## OBJETIVO
Devuelve tal cual, y solo ellas, las líneas de las entradas de abajo que empiezan en la línea que contiene "Locate every instance of the nose" y terminan al final de las entradas, ambos extremos incluidos.

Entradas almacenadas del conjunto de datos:
● ● ● ● ● ● ●

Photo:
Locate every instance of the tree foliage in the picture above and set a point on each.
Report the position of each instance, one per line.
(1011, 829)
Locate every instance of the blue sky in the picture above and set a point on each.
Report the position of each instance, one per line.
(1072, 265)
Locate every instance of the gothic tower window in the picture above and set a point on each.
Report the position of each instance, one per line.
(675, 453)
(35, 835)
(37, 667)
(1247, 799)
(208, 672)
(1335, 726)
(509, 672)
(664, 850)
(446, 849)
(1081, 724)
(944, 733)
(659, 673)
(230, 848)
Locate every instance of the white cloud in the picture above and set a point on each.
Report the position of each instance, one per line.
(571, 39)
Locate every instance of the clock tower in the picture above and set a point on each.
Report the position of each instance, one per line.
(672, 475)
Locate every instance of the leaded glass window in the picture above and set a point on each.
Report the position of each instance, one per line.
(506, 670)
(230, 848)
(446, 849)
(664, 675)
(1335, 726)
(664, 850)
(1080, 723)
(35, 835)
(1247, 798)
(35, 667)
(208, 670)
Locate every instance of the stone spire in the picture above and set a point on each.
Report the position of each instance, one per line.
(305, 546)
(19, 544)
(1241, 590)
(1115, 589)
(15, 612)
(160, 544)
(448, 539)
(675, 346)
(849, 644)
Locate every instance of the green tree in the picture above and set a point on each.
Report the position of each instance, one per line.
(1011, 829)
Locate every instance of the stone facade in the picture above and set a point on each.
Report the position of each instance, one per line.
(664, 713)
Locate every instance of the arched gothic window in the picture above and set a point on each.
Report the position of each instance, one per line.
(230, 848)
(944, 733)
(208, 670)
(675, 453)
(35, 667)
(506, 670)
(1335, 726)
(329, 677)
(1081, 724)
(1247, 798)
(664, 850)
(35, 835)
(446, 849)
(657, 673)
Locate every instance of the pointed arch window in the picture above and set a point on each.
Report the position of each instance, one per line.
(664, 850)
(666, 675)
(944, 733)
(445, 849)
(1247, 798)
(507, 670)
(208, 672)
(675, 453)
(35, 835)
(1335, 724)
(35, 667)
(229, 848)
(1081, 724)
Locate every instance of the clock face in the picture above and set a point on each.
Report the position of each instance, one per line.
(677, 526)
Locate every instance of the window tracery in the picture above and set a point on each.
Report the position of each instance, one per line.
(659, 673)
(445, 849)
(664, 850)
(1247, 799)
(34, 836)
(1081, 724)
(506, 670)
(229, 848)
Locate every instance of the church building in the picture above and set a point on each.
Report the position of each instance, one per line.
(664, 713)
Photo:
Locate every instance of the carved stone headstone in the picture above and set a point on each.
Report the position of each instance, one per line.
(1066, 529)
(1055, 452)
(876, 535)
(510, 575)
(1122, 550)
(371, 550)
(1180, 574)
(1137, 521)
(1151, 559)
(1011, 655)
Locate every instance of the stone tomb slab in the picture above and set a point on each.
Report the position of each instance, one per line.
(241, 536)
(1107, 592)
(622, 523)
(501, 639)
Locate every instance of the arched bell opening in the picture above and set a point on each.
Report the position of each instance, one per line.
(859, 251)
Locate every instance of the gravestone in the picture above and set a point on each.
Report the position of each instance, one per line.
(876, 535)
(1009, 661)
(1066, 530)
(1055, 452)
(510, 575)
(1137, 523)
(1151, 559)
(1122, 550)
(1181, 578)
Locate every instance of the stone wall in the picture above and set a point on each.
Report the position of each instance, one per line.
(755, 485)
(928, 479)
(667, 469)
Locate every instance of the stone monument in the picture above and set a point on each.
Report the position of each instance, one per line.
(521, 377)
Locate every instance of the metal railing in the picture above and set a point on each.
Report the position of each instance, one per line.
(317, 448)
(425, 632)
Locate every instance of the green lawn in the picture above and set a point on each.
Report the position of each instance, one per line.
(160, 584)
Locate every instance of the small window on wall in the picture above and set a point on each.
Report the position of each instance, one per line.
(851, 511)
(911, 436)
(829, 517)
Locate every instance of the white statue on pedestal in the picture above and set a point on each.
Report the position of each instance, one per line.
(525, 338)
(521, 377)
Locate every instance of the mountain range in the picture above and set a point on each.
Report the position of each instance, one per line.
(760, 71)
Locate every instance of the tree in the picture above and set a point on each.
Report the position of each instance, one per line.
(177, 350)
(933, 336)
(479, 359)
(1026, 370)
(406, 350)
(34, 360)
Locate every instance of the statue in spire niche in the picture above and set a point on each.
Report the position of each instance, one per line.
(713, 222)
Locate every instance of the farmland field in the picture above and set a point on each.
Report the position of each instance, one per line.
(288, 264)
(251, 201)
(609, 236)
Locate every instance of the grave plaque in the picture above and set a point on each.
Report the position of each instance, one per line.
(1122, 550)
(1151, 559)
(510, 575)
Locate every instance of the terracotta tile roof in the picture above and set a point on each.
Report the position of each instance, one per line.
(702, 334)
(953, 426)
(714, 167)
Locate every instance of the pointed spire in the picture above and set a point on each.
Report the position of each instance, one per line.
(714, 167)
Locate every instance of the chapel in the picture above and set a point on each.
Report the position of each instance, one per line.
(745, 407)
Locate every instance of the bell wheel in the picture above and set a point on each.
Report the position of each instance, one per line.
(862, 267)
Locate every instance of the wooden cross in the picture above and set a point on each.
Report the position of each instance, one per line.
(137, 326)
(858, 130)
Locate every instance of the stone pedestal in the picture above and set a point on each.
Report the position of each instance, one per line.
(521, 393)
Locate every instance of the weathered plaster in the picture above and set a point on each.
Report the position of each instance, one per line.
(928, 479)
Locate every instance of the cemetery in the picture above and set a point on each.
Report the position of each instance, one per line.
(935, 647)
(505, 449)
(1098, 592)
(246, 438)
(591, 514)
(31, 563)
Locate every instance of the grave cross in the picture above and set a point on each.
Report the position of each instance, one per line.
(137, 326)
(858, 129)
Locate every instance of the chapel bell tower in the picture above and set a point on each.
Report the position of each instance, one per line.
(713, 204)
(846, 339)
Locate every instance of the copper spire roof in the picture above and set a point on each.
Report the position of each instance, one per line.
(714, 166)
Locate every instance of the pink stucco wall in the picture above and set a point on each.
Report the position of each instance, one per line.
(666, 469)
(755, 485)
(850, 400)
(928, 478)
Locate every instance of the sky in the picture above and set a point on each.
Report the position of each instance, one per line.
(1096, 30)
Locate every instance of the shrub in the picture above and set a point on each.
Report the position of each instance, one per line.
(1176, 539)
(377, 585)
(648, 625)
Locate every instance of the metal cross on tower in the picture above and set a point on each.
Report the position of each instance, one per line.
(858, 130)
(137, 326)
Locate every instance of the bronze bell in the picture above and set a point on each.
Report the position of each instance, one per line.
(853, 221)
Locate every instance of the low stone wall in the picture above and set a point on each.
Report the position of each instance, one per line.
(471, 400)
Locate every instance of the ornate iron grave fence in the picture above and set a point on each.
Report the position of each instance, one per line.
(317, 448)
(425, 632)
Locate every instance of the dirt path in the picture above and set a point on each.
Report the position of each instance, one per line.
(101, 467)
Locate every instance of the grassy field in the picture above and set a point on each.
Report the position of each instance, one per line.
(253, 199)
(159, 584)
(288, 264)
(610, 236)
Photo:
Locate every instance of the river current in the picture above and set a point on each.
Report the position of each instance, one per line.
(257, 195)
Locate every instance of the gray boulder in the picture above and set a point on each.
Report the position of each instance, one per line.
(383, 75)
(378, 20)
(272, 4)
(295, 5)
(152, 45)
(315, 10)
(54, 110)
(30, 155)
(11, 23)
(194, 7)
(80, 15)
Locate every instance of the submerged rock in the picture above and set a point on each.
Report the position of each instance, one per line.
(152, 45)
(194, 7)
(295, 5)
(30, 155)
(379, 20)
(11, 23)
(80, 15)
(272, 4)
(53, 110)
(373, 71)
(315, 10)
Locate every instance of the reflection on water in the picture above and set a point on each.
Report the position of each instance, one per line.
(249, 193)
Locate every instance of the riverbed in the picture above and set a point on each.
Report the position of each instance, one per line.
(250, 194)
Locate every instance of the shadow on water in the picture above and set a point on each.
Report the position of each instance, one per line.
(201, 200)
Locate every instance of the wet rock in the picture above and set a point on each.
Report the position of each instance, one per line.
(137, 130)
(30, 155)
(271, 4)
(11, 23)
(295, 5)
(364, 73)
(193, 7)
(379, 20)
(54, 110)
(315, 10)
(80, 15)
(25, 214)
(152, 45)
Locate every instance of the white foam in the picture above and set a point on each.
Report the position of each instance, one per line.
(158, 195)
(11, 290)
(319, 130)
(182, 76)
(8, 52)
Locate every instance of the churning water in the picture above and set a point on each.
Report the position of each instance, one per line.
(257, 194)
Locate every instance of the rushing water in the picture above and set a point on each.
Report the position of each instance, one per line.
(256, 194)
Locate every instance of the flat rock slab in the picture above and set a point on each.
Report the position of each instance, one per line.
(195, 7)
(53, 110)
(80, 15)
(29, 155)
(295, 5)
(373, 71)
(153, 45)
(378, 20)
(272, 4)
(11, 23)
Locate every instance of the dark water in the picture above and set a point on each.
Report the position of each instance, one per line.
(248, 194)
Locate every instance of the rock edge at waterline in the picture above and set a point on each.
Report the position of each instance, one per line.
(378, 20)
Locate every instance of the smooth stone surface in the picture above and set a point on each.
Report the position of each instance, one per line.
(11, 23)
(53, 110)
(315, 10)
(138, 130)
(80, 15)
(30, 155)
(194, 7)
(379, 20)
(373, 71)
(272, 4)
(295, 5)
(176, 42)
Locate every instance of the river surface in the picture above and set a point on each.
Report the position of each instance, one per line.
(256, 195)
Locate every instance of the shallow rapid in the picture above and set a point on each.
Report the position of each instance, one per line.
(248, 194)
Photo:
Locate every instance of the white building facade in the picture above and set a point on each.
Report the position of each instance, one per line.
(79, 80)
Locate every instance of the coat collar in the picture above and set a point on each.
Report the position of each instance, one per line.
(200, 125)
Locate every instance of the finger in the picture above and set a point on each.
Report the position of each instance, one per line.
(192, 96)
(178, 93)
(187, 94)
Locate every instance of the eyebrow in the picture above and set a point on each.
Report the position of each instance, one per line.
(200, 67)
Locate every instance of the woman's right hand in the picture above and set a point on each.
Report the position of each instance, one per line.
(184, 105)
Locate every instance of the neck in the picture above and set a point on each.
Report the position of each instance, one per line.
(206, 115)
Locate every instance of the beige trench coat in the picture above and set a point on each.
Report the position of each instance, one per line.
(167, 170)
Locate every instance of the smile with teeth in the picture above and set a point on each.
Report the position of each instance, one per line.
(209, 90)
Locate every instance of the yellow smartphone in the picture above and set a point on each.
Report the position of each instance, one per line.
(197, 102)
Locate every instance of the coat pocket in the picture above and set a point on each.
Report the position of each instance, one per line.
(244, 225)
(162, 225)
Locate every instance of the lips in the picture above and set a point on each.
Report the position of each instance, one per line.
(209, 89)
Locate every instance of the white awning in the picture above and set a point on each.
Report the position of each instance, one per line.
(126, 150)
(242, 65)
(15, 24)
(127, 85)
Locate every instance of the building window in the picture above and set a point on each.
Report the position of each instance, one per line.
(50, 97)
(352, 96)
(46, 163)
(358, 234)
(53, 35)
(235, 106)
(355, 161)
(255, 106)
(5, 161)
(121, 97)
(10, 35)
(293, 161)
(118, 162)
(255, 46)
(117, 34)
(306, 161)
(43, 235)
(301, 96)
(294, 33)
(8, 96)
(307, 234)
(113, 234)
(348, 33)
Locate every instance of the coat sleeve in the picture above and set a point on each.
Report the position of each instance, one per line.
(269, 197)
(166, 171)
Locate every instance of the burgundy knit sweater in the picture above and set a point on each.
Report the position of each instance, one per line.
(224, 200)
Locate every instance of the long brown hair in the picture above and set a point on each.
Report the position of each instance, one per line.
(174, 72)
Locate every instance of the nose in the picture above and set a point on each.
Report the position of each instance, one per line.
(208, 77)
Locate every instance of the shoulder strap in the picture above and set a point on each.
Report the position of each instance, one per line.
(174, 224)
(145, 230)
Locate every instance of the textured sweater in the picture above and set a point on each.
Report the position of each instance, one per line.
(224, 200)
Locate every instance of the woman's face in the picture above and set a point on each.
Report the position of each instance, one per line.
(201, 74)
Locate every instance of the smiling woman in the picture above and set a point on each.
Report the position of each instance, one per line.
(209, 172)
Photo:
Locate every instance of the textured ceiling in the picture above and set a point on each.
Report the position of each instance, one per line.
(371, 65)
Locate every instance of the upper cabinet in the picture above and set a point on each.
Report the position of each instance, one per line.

● ● ● ● ● ● ●

## RESPUESTA DEL EJERCICIO
Locate every instance of the nose in the picture above and set a point on each.
Report the position of each instance, one per line.
(208, 77)
Locate every instance of the shoulder strap in the picture above and set a point on each.
Report the position of each instance, one per line.
(174, 224)
(145, 230)
Locate every instance of the textured sweater in the picture above and set a point on each.
Report the position of each instance, one per line.
(224, 200)
Locate every instance of the woman's face in the picture above and set a point on each.
Report the position of each instance, one per line.
(201, 74)
Locate every instance of the smiling woman in the picture above and set a point on each.
Report the position of each instance, one per line.
(209, 172)
Photo:
Locate every instance of the textured ceiling in the picture above and set a point on each.
Report the position of each instance, one per line.
(371, 65)
Locate every instance of the upper cabinet in the picture above and set a point on each.
Report the position of each instance, one per line.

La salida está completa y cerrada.